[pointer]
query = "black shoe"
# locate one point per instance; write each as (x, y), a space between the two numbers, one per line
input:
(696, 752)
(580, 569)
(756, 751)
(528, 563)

...

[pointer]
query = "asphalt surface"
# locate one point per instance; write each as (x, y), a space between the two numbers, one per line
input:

Task goal:
Select every line in the rows above that contains the string "query", and reproduce each one in full.

Task output:
query = "black shoe"
query = "asphalt surface"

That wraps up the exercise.